Espresso Gluten Free Scones

Next weekend we begin our drive to California, where we will be for the next 9 months. As my daughter Zoe says, “We are going there to work and to play.” Exactly :-)

I have been so busy trying to wrap up work, sell, donate, and pack, that I had completely ignored the issue of what to eat in the car on the drive to California. I gave it a little thought by inquiring about your favorite packaged Paleo road food, but that was about it.

The problem is, we aren’t just taking a road trip, we’re moving, so I won’t have a kitchen for a few days prior to leaving. Pretty soon the measuring cups, mixing bowls, cookies sheets, etc, will be packed up until we arrive at our new digs.

Which is why I have to make something now, or it will be too late!

HOW TO COMPLETE THIS TASK »
Reproduce the scones passage between "I have been" and "our new digs.", inclusive. Rely only on the text above and nothing else.

SUPPLIED RECORDS »
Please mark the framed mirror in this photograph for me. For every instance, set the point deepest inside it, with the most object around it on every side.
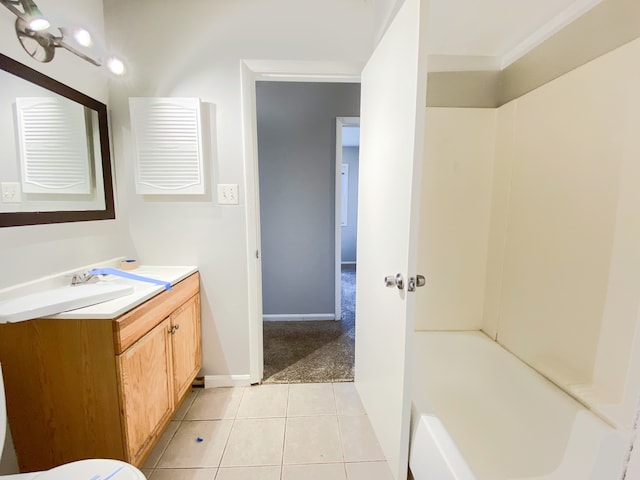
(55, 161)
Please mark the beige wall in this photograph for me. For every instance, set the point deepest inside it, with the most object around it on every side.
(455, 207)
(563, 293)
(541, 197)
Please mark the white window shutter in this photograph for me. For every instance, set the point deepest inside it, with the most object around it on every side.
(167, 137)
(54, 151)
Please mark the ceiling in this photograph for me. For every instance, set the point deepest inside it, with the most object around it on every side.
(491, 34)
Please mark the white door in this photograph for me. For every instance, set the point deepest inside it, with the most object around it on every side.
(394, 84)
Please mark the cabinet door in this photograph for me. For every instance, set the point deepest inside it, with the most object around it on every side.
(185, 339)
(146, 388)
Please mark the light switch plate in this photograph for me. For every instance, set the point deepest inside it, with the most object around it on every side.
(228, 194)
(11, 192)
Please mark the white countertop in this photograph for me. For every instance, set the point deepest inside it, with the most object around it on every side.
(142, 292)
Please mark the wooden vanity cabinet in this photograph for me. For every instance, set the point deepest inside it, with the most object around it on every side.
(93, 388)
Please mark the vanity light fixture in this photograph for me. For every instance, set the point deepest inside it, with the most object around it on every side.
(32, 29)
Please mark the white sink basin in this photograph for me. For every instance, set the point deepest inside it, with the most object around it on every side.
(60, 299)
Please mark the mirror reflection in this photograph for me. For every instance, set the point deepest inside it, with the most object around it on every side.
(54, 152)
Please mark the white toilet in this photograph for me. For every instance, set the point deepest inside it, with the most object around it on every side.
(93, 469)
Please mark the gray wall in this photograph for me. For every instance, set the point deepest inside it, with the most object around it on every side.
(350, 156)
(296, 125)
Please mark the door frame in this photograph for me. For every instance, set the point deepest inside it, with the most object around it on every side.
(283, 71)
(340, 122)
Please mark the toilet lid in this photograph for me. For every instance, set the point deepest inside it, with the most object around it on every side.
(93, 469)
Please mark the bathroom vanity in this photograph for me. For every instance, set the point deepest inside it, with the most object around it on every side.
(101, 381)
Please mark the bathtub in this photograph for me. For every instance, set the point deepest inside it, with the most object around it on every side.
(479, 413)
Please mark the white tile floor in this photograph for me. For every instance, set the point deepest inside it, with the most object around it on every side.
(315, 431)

--

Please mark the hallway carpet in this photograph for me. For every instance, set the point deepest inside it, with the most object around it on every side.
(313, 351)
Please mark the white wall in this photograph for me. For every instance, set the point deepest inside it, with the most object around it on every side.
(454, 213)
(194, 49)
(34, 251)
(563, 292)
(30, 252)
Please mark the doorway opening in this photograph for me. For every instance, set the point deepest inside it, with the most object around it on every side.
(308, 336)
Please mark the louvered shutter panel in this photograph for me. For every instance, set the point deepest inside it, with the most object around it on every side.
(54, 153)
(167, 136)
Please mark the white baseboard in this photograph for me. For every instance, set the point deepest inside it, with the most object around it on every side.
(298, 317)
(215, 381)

...

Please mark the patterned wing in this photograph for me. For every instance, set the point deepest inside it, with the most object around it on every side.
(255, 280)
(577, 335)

SOLUTION TO THIS TASK »
I have been so busy trying to wrap up work, sell, donate, and pack, that I had completely ignored the issue of what to eat in the car on the drive to California. I gave it a little thought by inquiring about your favorite packaged Paleo road food, but that was about it.

The problem is, we aren’t just taking a road trip, we’re moving, so I won’t have a kitchen for a few days prior to leaving. Pretty soon the measuring cups, mixing bowls, cookies sheets, etc, will be packed up until we arrive at our new digs.